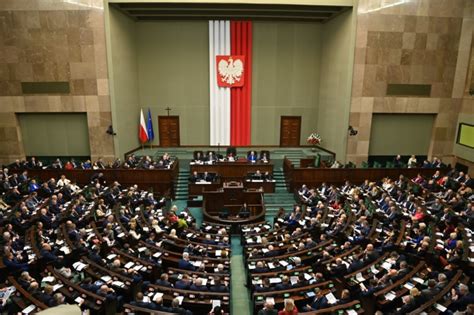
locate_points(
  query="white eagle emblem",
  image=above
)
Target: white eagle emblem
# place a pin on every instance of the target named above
(230, 70)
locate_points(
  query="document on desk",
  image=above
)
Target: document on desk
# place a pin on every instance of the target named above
(129, 265)
(275, 280)
(48, 279)
(390, 296)
(29, 309)
(440, 307)
(331, 298)
(360, 277)
(270, 300)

▬▬▬▬▬▬▬▬▬▬

Given instruction:
Return these lines exactly as they appear, leaving out the pictures.

Correct response:
locate_points(
  query="white eagle emblem",
  image=above
)
Target: white eagle emblem
# place a pin on every instance of the target named above
(230, 70)
locate_points(
  query="document on desk",
  image=above
)
Target: document on desk
# place a pin on every instance of the target named above
(129, 265)
(275, 280)
(48, 279)
(390, 296)
(29, 309)
(440, 307)
(331, 298)
(360, 277)
(270, 300)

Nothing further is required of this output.